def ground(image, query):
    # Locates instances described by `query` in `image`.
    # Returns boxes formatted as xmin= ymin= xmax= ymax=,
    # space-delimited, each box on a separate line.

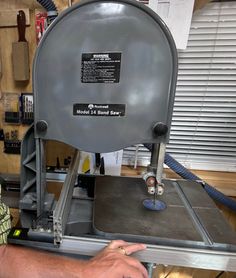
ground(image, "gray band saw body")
xmin=33 ymin=0 xmax=177 ymax=152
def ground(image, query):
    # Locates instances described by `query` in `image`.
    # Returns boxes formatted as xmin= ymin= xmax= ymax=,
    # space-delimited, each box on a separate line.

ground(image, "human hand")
xmin=82 ymin=240 xmax=148 ymax=278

- **TASK**: Reproduce all of the records above word for word, leaving out the pictures.

- **FINISHED TASK**:
def ground(image, query):
    # Locates instances described by `query` in `image`.
    # Returns boxes formatted as xmin= ymin= xmax= ymax=,
    # space-delimited, each box on a separate line.

ground(image, "gray band saw body")
xmin=33 ymin=0 xmax=177 ymax=152
def ground(image, query):
    # Locates instances described by `query` in `image`.
    # Returns boxes formatted as xmin= ymin= xmax= ymax=,
    # space-delimited, each box on a separate line.

ground(image, "human hand")
xmin=82 ymin=240 xmax=148 ymax=278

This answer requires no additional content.